[begin THE DATA]

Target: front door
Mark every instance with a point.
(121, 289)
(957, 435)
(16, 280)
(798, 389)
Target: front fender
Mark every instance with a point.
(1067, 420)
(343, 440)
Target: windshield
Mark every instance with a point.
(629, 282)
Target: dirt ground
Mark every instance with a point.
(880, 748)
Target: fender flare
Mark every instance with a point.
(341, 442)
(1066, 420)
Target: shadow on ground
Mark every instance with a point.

[end THE DATA]

*DIRECTIONS*
Could you copy all of the items above, word for word?

*EXERCISE RESPONSE*
Target: front door
Mark every instance with a point.
(121, 289)
(957, 435)
(16, 280)
(798, 389)
Target: front fender
Mark every instance with a point.
(1067, 420)
(343, 440)
Target: windshield
Mark every instance with a point.
(629, 282)
Target: dirt ground
Mark every instance with a point.
(880, 748)
Target: fender flare
Mark every instance with a point.
(341, 442)
(1066, 420)
Target: shadow on ground
Mark every instance with a point.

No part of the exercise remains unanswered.